What is needed:
Set down the stretch of the text on the Assistive Bandits paper from "Based on my" through "optimal robot policy.", word for word.

Let’s start with a brief overview of the context for the paper.

In the early to mid 2010s, one of the techniques that people expected to use for AI alignment was inverse reinforcement learning (IRL).^[2] IRL algorithms took observations of human behavior and inferred a reward function that rationalized^[3] the behavior.^[4] At the time, the most impressive AI systems were reinforcement learning models such as AlphaGo, which were too dumb to coherently predict human preferences. (Note that GPT-2 was announced in February 2019, a full month after the Assistive Bandits paper was put on Arxiv.) So a very naive sketch of an alignment strategy that people thought about was the following:^[5] We’re going to take a large database of human behavior (e.g. the internet), and then perform IRL on it to recover a reward function representing human values, and then use RL to train an AI that maximizes said reward function.^[6] Naturally, people recognized that there were many problems with this purported alignment strategy.

To address some of these problems, in 2016, Dylan Hadfield-Menell et al. published “Cooperative Inverse Reinforcement Learning”, which introduced CIRL/assistance games.^[7] In the standard CIRL setup, there’s a human and robot^[8] acting at the same time in the environment, jointly trying to optimize the human’s reward function (that was only known to the human). In contrast to the standard IRL setup, CIRL had some noticeable differences:

Instead of having a static library of human behavior, the human is actively participating in the process, e.g. by acting informatively rather than optimally.^[9]
Similarly, the robot is incentivized to take actions that would allow the human to inform the robot.
The goal wasn’t to learn the correct reward (and then learn a separate policy that optimizes it), but rather a policy that properly assisted the human.

In the summer of 2017, I started a research internship at UC Berkeley’s CHAI, where Dylan was a PhD student.

The specific problem we wanted to address during that internship was the following: in reality, people do not know their reward function, and it is very weird that CIRL assumes that a human knows their reward function and can act optimally. Instead, we wanted to study a case where the robot was interacting with a human who was themselves still learning about their own reward. For example, it can be hard to predict ahead of time if you’d like classically divisive foods such as durian, cilantro, or bell peppers, without trying them.^[10] Like with the examples of divisive food, we wanted to create and study a formalism where the human only had direct access to their reward by experiencing it themselves. This was the project that would become the Assistive Bandits paper.

Project Timeline

I first became involved in the project in June of 2017, after my CHAI internship started.

Based on my recollection, Dylan was the one who conceived of the project and suggested it to me. After I spoke with Dylan a few times, I wrote up a draft with a modified CIRL formalism where the human was learning their own reward function, and also fit a few toy examples into this formalism. We called it “cooperative reinforcement learning” (CRL) (since the human and the robot were cooperating to solve an RL problem). This took less than a week.

The next step of the project was to do experiments, to actually get a better feel for how the setup worked. It was pretty easy to implement a few reinforcement learning policies to simulate a human. The immediate hard part I ran into was actually figuring out how to solve the setup to find the optimal robot policy.

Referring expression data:

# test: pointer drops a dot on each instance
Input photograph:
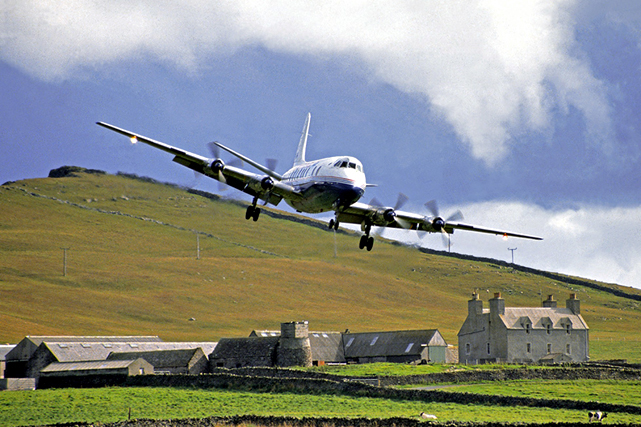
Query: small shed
(417, 346)
(103, 367)
(241, 352)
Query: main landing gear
(253, 211)
(366, 241)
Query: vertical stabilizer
(302, 144)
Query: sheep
(427, 416)
(596, 416)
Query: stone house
(523, 334)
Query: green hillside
(132, 269)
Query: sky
(523, 115)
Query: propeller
(438, 223)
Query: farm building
(4, 349)
(138, 366)
(179, 361)
(18, 358)
(523, 334)
(266, 348)
(396, 347)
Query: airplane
(325, 185)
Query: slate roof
(161, 358)
(393, 343)
(85, 366)
(514, 317)
(84, 351)
(28, 345)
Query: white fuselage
(326, 184)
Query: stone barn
(180, 361)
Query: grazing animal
(596, 416)
(427, 416)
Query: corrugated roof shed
(28, 345)
(80, 351)
(162, 359)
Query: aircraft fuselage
(327, 184)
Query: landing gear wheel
(250, 212)
(363, 242)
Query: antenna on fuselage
(302, 144)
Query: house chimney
(550, 302)
(497, 305)
(573, 304)
(475, 305)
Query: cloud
(493, 70)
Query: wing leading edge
(268, 187)
(369, 215)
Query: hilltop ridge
(132, 269)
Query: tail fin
(302, 144)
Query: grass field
(112, 404)
(132, 269)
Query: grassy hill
(132, 269)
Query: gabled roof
(539, 316)
(395, 343)
(86, 351)
(84, 366)
(161, 358)
(28, 345)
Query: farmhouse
(523, 335)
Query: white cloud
(492, 69)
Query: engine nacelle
(217, 166)
(267, 183)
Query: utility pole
(64, 261)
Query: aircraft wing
(371, 215)
(266, 187)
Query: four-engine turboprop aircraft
(331, 184)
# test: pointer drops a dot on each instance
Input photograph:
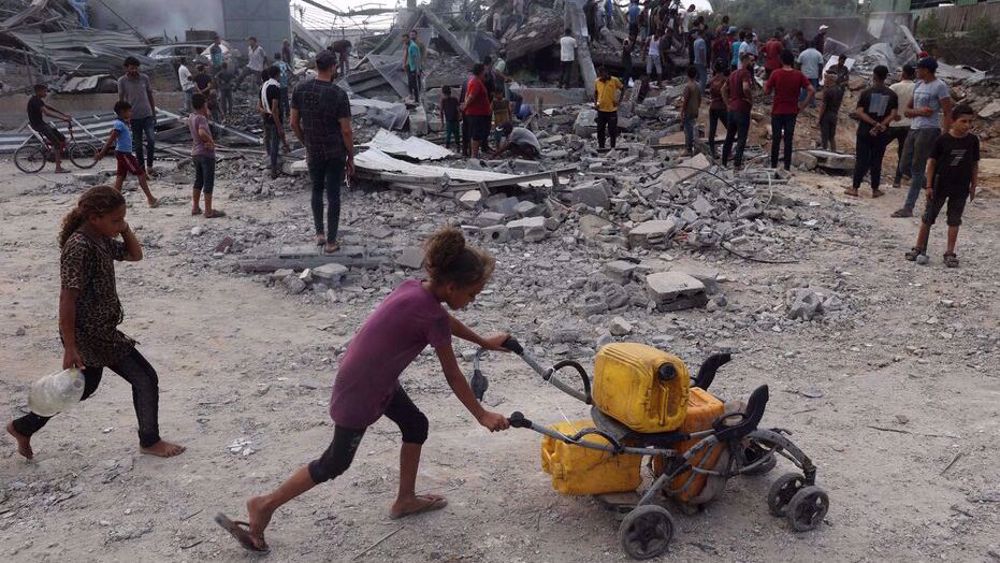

Solution below:
Based on my recollection, Dylan was the one who conceived of the project and suggested it to me. After I spoke with Dylan a few times, I wrote up a draft with a modified CIRL formalism where the human was learning their own reward function, and also fit a few toy examples into this formalism. We called it “cooperative reinforcement learning” (CRL) (since the human and the robot were cooperating to solve an RL problem). This took less than a week.

The next step of the project was to do experiments, to actually get a better feel for how the setup worked. It was pretty easy to implement a few reinforcement learning policies to simulate a human. The immediate hard part I ran into was actually figuring out how to solve the setup to find the optimal robot policy.